**Work to be completed**
Could you please repeat all of the entries exactly as written?

== Segment start ==

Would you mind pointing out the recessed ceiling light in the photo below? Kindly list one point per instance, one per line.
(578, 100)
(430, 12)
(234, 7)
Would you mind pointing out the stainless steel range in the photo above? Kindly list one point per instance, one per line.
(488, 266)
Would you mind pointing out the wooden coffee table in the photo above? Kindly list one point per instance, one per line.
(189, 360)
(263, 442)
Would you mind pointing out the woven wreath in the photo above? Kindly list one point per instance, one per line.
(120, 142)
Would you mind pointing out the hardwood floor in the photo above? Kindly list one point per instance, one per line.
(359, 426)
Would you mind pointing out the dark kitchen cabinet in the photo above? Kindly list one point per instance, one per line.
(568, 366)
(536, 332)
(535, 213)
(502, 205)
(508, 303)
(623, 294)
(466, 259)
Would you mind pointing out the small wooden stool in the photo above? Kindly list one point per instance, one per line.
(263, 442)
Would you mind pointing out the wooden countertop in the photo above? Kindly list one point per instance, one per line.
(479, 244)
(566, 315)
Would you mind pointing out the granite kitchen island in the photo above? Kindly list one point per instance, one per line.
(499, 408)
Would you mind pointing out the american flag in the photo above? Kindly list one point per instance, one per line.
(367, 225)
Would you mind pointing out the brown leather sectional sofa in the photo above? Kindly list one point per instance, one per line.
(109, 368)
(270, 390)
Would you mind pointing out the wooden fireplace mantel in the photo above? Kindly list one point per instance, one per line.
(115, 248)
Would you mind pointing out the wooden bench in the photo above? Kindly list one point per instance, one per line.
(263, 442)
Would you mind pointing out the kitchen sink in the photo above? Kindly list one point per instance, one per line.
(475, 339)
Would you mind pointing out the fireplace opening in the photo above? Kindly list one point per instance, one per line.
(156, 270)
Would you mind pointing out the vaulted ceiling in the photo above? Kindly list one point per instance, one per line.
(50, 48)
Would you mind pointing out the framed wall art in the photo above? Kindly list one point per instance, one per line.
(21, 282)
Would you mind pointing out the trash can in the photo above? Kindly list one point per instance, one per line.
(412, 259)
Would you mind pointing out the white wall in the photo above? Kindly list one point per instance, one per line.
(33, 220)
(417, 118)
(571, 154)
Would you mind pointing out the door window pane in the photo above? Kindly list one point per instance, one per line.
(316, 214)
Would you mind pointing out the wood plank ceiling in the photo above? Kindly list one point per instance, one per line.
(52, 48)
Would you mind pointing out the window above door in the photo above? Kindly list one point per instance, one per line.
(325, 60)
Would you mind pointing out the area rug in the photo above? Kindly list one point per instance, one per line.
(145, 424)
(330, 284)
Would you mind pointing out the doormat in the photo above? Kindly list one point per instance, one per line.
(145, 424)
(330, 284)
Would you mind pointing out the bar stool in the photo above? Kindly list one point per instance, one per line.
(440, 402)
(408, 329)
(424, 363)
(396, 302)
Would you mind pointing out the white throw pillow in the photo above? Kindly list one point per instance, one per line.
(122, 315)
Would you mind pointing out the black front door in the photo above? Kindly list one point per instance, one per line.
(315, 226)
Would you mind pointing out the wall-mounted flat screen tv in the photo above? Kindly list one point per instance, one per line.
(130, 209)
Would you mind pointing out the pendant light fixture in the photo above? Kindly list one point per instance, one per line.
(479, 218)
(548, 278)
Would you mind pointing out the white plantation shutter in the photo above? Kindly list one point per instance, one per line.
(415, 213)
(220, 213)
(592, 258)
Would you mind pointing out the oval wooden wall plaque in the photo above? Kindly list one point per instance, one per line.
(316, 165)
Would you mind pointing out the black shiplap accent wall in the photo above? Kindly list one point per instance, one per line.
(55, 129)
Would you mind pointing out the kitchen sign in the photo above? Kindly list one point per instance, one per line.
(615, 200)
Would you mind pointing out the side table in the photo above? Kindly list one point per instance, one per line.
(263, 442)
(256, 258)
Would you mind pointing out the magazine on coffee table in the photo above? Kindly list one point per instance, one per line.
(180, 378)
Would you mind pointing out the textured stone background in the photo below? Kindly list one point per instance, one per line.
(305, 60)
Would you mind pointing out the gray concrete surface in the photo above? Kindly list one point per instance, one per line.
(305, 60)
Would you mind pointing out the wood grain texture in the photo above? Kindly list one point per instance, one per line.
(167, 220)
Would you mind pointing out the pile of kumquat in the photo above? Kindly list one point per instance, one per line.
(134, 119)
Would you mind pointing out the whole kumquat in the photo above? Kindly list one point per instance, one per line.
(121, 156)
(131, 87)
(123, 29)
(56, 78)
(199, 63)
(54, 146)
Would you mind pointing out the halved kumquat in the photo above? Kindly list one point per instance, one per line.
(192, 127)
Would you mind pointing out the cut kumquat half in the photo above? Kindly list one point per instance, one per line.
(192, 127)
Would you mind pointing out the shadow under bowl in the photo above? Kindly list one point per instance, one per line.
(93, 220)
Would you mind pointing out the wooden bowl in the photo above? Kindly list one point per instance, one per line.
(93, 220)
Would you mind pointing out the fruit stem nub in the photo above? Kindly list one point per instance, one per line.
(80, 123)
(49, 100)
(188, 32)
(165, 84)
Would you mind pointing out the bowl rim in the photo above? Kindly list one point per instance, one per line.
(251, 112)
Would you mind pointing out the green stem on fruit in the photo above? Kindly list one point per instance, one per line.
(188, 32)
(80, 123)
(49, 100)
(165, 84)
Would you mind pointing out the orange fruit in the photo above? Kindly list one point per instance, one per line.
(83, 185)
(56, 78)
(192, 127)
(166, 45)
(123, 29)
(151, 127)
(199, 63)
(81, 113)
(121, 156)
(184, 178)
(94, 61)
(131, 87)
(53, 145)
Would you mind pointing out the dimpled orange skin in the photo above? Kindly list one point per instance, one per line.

== Segment end ==

**Exercise answer**
Would you mind pointing out the recessed ceiling light in the photo below? Kindly list one point per instance, one per line.
(578, 100)
(430, 12)
(234, 7)
Would you mind pointing out the stainless steel range in the photo above? Kindly list one point per instance, one per line.
(488, 266)
Would you mind pointing out the wooden coffee table in the photo above? Kindly list one point per instance, one per line.
(189, 360)
(263, 442)
Would you mind pointing out the woven wreath in the photo above? Kindly list one point per instance, one per line.
(120, 142)
Would you mind pointing out the hardwood floor in the photo above? Kindly list one point per instance, one per line.
(359, 426)
Would you mind pointing out the dark kitchen cabinet in the photo above? Kindly list one point per instance, one per line.
(568, 366)
(536, 332)
(535, 213)
(502, 205)
(508, 303)
(623, 294)
(466, 259)
Would you mind pointing out the small wooden stool in the photo above? Kindly list one point per instance, one per line.
(263, 442)
Would you mind pointing out the wooden countertop in the photo above? Kindly list one point per instance, one per line.
(479, 244)
(566, 315)
Would you mind pointing out the granite kitchen island in the photo above? Kindly list one point per instance, one per line.
(499, 408)
Would you mind pointing out the american flag in the photo above? Kindly list one point per instance, one per line.
(367, 225)
Would you mind pointing out the brown leather sectional sofa in the photo above? Kindly list one point per instance, one per line.
(109, 368)
(270, 390)
Would you mind pointing out the wooden fireplace mantel in the photo above? Kindly list one point per instance, one per line.
(115, 248)
Would you mind pointing out the wooden bench in the photo above? Kindly list one point per instance, one per line.
(263, 442)
Would you mind pointing out the kitchen sink in the photo above? Kindly list one point per instance, one per line.
(475, 339)
Would you mind pointing out the fireplace opening in the photo above? Kindly list one point per instance, one per line.
(156, 270)
Would you mind pointing out the vaulted ceiling in the photo above? Kindly list one point per instance, one per line.
(50, 48)
Would you mind pointing out the framed wall art in the photo above? Kindly list one point per instance, one per line.
(21, 282)
Would you mind pointing out the trash can in the photo above? Kindly list one point per instance, one per line.
(412, 259)
Would you mind pointing out the white wall in the photo above? Kindly list one point per instance, one per line.
(33, 220)
(417, 118)
(571, 154)
Would you mind pointing out the door window pane in the photo above? Kindly list one point per instance, one per line.
(316, 214)
Would you mind pointing out the wood plank ceiling in the photo above? Kindly list one point per instance, one per line.
(52, 48)
Would you mind pointing out the window above door in the photo above? Kindly list one point per instance, one per line.
(325, 60)
Would you mind pointing out the area rug in the photo above? Kindly list one point per instance, one per line.
(145, 424)
(330, 284)
Would you mind pointing out the doormat in the photo above? Kindly list one point per instance, one per line.
(145, 424)
(330, 284)
Would you mind pointing out the bar stool in the photo above? Kindly list one point per instance, one per line.
(440, 402)
(408, 329)
(424, 363)
(396, 302)
Would you mind pointing out the white throw pillow in the photo above? Kindly list one point per instance, one per line.
(122, 315)
Would you mind pointing out the black front door in the photo above? Kindly list one point per instance, one per line.
(315, 226)
Would you mind pointing out the wall-mounted flat screen tv in the photo above? Kindly list one point per instance, one per line.
(130, 209)
Would you mind pointing out the pendant light fixture in the photo above? Kindly list one point per instance, one per line.
(479, 218)
(548, 278)
Would you mind pointing out the white plantation shutter in the photo above? Kindly list one point per instance, one per line.
(415, 213)
(220, 213)
(592, 258)
Would you mind pointing out the oval wooden wall plaque in the photo above? Kindly list one point per instance, one per line.
(316, 165)
Would you mind pointing out the black shiplap accent wall in the photo above? Kindly list one point per instance, one per line.
(55, 129)
Would you mind pointing out the kitchen sign in the photo above? Kindly list one point per instance, one per line.
(615, 200)
Would you mind pointing out the side table in the photo above? Kindly list one point per instance, one per line.
(263, 442)
(256, 258)
Would you mind pointing out the magazine on coffee table in the photo above? Kindly list one point per instance, one per line.
(180, 378)
Would you mind pointing out the textured stone background in the photo below? Kindly list one point per instance, one per line.
(305, 60)
Would you mind pointing out the gray concrete surface in the photo above? Kindly list one point per instance, one per line.
(305, 60)
Would you mind pointing out the wood grain texture in the photo above? Kindly list one point per instance, one per line.
(167, 220)
Would you mind pointing out the pile of kumquat in the photo above? Kindly list one point per instance, one per line.
(134, 119)
Would you mind pointing out the whole kumquat in the photo above? Kindly list one point per instance, one per line.
(121, 156)
(131, 87)
(123, 29)
(56, 78)
(199, 63)
(54, 146)
Would you mind pointing out the halved kumquat in the photo above? Kindly list one point per instance, one per line.
(192, 127)
Would you mind pointing out the cut kumquat half in the photo above? Kindly list one point per instance, one per line.
(192, 127)
Would you mind pointing out the shadow under bowl in the photo above? Kindly list one point per instance, one per line.
(93, 220)
Would you mind pointing out the wooden bowl in the photo above? Kindly list one point per instance, one per line.
(93, 220)
Would you mind pointing out the fruit stem nub in the photo above? Kindly list one point per instance, one per line.
(80, 123)
(49, 100)
(188, 32)
(165, 84)
Would you mind pointing out the bowl rim in the photo above? Kindly list one point per instance, one per line.
(251, 112)
Would you mind pointing out the green stem on fruit in the photo above? Kindly list one point per instance, one per line.
(188, 32)
(80, 123)
(49, 100)
(165, 84)
Would you mind pointing out the orange fruit in the photo above? Kindly list one point per instance, one per line.
(83, 185)
(56, 78)
(192, 127)
(166, 45)
(123, 29)
(151, 127)
(199, 63)
(81, 113)
(121, 156)
(184, 178)
(94, 61)
(131, 87)
(53, 145)
Would you mind pointing out the dimpled orange skin in the photo above? Kindly list one point per instance, one per line.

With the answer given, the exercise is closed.